• _TASK ITEM_
The whole listing, pictures aside, should be reproduced exactly.

• _WORKING DATA_
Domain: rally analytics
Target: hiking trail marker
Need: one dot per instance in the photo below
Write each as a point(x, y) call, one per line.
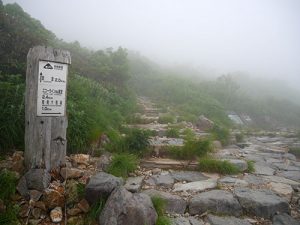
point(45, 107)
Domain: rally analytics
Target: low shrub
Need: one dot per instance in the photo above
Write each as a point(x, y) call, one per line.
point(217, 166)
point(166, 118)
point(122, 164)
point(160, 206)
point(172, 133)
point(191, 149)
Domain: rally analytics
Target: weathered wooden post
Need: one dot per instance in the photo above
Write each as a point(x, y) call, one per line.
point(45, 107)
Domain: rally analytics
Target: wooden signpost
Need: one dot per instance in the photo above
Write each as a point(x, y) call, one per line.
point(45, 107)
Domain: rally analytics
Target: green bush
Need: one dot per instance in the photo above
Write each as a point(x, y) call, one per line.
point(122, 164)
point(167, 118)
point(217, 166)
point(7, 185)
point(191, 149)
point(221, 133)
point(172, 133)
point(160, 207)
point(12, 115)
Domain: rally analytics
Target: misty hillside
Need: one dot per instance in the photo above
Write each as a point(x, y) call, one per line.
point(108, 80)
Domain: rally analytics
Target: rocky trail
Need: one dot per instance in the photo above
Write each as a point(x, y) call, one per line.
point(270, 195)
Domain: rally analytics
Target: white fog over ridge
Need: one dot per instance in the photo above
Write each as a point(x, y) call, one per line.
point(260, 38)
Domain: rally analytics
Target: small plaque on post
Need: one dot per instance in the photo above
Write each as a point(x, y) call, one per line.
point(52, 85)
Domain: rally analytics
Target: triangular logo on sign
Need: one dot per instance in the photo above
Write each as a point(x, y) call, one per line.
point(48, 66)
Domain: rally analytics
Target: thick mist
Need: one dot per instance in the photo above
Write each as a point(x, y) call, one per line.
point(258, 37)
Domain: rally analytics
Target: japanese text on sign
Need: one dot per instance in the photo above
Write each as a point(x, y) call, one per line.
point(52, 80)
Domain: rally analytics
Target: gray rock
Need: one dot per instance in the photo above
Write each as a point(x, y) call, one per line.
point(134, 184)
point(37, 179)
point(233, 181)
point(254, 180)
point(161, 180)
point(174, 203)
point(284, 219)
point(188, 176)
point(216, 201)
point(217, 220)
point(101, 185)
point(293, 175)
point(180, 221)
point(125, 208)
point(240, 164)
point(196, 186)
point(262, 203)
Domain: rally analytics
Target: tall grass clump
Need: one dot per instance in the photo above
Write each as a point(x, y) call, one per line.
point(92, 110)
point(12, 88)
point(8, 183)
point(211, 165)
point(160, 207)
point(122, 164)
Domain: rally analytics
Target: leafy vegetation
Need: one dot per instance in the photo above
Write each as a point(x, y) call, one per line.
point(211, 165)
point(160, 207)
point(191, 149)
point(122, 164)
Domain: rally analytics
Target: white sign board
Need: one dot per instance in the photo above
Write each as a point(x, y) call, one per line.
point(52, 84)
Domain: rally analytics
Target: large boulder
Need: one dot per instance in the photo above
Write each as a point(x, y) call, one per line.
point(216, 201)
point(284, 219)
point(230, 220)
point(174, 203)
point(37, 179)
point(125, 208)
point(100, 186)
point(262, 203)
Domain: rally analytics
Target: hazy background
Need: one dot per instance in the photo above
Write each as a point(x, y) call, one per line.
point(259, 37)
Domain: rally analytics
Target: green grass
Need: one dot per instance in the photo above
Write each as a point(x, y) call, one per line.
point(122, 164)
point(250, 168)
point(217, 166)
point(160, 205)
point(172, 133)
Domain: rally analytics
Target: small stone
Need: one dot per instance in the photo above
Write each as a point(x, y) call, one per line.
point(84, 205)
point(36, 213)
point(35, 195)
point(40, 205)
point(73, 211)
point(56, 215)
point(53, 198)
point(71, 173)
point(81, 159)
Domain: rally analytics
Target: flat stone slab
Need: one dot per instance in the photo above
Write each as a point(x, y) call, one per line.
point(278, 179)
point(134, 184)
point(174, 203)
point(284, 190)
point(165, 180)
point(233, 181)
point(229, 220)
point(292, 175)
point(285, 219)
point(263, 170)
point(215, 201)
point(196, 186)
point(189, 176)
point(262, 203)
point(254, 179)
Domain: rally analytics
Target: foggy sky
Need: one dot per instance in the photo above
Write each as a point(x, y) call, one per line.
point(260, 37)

• _OUTPUT OF THE TASK_
Domain: rally analytics
Target: hiking trail marker
Need: one dot per instance in the photo below
Write each as a point(x, y) call, one per line.
point(45, 107)
Domain: rally analytics
Target: low shrub
Need: one dot per instance in the photo above
Write each as a point(x, y) call, one per line.
point(217, 166)
point(166, 118)
point(122, 164)
point(160, 206)
point(172, 133)
point(191, 149)
Domain: rally analytics
Target: weathered wooden post
Need: one dot per instance in the photo above
Write each as a point(x, y) call, one per line.
point(45, 107)
Domain: rally analytics
Target: wooden signpost
Need: one dot per instance in the photo above
Write each as a point(x, y) call, one per line.
point(45, 107)
Domain: rally analytics
Target: green bush
Need: one dot per instance in the photo above
Write each as a point(x, y) call, one per line.
point(122, 164)
point(167, 118)
point(217, 166)
point(7, 185)
point(191, 149)
point(221, 133)
point(172, 133)
point(160, 207)
point(12, 115)
Domain: rally analytics
Target: misty hillside
Need: one dot per instance in the photo above
Write each as a point(x, y) call, one per line.
point(108, 80)
Domain: rally analytics
Target: rocky trail
Need: one dot per instance in the photo above
Write each as a point(x, y) call, one per line.
point(270, 195)
Domain: rally analytics
Target: white fog over ridge
Need: one dot per instance in the photo above
Write each as a point(x, y) call, one per line.
point(260, 38)
Domain: rally analytics
Target: small plaque on post
Need: one dot per instance in the photo above
Write each as a point(x, y) call, one per line.
point(52, 85)
Domain: rally analytics
Target: triangular logo on sign
Need: one dot per instance in the photo above
Write each as a point(x, y) call, one per line.
point(48, 66)
Domain: rally analytics
Target: thick mist
Need: one dot per instance in the photo above
Write each as a point(x, y) call, one per line.
point(258, 37)
Domain: rally analytics
Target: japanese text on sign
Need: one dot per instance in the photo above
Write each as a point(x, y) call, one per line.
point(52, 80)
Domain: rally analytics
Target: gray rock
Need: one dot per instance in the photo above
Write each as a point(x, y) call, one per line.
point(134, 184)
point(37, 179)
point(233, 181)
point(254, 180)
point(161, 180)
point(174, 203)
point(284, 219)
point(188, 176)
point(216, 201)
point(217, 220)
point(101, 185)
point(293, 175)
point(180, 221)
point(125, 208)
point(240, 164)
point(196, 186)
point(262, 203)
Domain: rally analytics
Target: tall grass clump
Need: one dot per instance in the photo above
Write each as a point(x, y) call, one per line.
point(92, 110)
point(12, 88)
point(8, 183)
point(211, 165)
point(160, 207)
point(122, 164)
Domain: rally analytics
Target: leafy vegetation
Need: one dot per instance in the photo above
Write each as a point(x, y) call, one per line.
point(211, 165)
point(160, 207)
point(191, 149)
point(122, 164)
Domain: rally analytics
Target: white sign board
Need: one dot per instance in the photo above
Write each as a point(x, y) call, one per line.
point(52, 84)
Domain: rally analytics
Target: large boulder
Need: one dot per instance in the photo above
Write each as a point(x, y) call, one per line.
point(216, 201)
point(284, 219)
point(230, 220)
point(174, 203)
point(37, 179)
point(125, 208)
point(100, 186)
point(262, 203)
Domain: rally analytics
Target: hazy background
Need: one dot per instance in the photo above
Write each as a point(x, y) call, one per line.
point(259, 37)
Domain: rally analytics
Target: green grass
Need: one dot per instance in the photo above
Write each as a point(x, y) call, one per line.
point(122, 164)
point(250, 168)
point(217, 166)
point(160, 205)
point(172, 133)
Domain: rally analytics
Target: small stone
Need: one dot per instance in the photo above
Write each as a point(x, y) call, one per line.
point(84, 205)
point(36, 213)
point(35, 195)
point(40, 205)
point(73, 211)
point(56, 215)
point(53, 198)
point(71, 173)
point(81, 159)
Domain: rally analytics
Target: flat stone slab
Need: one dot per instance in the photo above
Write each as a point(x, y) call, one per line.
point(278, 179)
point(134, 184)
point(174, 203)
point(284, 190)
point(165, 180)
point(233, 181)
point(229, 220)
point(292, 175)
point(285, 219)
point(263, 170)
point(215, 201)
point(196, 186)
point(189, 176)
point(262, 203)
point(254, 179)
Domain: rally analytics
Target: foggy sky
Need: one dot per instance in the photo above
Write each as a point(x, y) call, one per line.
point(260, 37)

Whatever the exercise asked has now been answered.